Requirements
Can you reproduce the records word for word, starting at the line that contains "pitch</item>, that would be most helpful." and ending at the last line of the records?

Data records
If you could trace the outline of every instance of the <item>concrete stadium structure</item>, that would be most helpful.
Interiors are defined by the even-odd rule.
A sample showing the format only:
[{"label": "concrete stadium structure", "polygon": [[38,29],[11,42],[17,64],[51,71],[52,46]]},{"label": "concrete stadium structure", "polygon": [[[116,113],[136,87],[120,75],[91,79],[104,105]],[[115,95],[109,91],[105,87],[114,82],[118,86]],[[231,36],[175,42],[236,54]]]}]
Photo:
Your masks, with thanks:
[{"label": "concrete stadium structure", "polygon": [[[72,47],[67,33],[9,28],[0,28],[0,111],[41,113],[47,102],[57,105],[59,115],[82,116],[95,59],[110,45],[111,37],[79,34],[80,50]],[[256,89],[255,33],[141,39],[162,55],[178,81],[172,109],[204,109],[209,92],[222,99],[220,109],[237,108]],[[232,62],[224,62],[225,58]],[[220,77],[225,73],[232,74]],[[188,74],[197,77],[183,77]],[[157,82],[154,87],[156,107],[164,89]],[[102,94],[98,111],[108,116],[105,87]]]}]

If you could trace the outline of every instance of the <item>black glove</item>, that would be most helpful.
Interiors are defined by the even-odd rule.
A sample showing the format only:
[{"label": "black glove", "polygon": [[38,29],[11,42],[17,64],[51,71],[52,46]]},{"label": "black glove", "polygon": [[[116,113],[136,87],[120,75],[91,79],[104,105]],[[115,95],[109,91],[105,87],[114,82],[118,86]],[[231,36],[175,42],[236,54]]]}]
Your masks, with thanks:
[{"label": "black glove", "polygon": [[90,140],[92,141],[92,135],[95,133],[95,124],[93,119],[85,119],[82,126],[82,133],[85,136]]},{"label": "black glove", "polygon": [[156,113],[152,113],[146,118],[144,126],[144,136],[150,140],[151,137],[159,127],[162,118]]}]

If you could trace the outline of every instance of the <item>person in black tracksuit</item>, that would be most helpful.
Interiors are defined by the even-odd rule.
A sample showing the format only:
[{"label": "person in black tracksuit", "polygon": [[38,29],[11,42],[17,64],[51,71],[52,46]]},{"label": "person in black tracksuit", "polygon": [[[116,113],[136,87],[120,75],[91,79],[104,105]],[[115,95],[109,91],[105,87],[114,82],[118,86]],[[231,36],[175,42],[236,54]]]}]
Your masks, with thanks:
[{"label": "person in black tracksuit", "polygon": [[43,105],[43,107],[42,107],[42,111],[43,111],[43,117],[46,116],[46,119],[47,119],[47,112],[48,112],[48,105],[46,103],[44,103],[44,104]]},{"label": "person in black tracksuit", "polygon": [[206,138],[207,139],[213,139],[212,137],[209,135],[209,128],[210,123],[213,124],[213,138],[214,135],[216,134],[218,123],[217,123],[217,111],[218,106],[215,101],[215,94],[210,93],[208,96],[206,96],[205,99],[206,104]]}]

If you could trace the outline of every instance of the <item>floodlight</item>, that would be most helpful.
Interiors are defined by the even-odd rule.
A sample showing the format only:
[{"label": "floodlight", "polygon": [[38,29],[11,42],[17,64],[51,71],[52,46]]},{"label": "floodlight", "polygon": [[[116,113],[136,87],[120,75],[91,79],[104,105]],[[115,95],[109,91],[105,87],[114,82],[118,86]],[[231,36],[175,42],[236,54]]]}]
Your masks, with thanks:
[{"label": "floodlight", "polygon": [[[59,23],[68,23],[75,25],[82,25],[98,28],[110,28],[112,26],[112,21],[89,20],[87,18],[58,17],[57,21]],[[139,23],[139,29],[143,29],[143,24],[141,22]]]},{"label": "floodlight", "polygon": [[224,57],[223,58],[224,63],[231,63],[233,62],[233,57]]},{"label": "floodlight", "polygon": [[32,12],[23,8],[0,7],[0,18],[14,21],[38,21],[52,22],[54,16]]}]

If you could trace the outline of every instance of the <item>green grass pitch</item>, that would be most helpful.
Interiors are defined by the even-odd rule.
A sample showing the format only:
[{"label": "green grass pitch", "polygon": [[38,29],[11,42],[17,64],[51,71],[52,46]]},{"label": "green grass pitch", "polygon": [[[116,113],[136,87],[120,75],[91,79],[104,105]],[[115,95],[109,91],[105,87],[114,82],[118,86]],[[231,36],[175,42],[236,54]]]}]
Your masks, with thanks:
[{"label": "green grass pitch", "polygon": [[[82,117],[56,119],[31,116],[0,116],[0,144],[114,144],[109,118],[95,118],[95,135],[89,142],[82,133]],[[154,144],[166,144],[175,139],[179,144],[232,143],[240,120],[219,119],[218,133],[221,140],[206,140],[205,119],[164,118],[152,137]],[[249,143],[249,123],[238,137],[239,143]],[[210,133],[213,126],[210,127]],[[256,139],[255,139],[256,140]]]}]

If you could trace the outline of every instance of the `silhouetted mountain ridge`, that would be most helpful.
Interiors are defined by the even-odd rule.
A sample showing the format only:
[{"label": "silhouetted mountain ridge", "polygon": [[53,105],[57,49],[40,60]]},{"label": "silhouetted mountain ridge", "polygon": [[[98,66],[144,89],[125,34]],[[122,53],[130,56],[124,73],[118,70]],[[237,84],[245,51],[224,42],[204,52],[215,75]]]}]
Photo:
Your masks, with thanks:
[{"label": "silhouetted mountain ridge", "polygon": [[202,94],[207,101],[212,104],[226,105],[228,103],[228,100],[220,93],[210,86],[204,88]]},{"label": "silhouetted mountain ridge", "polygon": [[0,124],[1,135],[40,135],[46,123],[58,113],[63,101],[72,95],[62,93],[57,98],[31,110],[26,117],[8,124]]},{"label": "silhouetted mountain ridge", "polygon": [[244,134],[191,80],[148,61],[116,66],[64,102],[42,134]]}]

Final result
If you could trace the outline of every instance of the <item>green grass pitch</item>, that would be most helpful.
Interiors are defined by the even-odd rule.
A sample showing the format only:
[{"label": "green grass pitch", "polygon": [[38,29],[11,42],[17,64],[51,71],[52,46]]},{"label": "green grass pitch", "polygon": [[[116,113],[136,87],[120,75],[91,79],[104,105]],[[115,95],[109,91],[105,87],[114,82],[118,86]],[[231,36],[175,42],[236,54]]]}]
Your masks, with thanks:
[{"label": "green grass pitch", "polygon": [[[82,117],[56,119],[31,116],[0,116],[0,144],[114,144],[109,118],[95,118],[95,135],[89,142],[82,133]],[[154,144],[166,144],[175,139],[179,144],[232,143],[240,120],[219,119],[218,133],[221,140],[206,140],[205,119],[164,118],[152,137]],[[249,143],[249,123],[238,137],[239,143]],[[210,133],[213,126],[210,127]],[[256,139],[255,139],[256,140]]]}]

If you could trace the outline of every instance of the `silhouetted mountain ridge`, that would be most helpful.
Interiors are defined by the even-odd rule.
A sample showing the format only:
[{"label": "silhouetted mountain ridge", "polygon": [[53,105],[57,49],[40,60]]},{"label": "silhouetted mountain ridge", "polygon": [[[98,66],[144,89],[125,34]],[[122,53],[130,56],[124,73],[118,70]],[[237,84],[245,51],[224,42],[204,52],[215,75]]]}]
Photo:
Your masks, with thanks:
[{"label": "silhouetted mountain ridge", "polygon": [[202,94],[207,101],[212,104],[226,105],[228,103],[228,100],[220,93],[210,86],[204,88]]},{"label": "silhouetted mountain ridge", "polygon": [[0,124],[1,135],[40,135],[46,123],[58,113],[63,101],[72,95],[62,93],[57,98],[31,110],[26,117],[8,124]]},{"label": "silhouetted mountain ridge", "polygon": [[244,134],[191,80],[148,61],[116,66],[64,102],[42,134]]}]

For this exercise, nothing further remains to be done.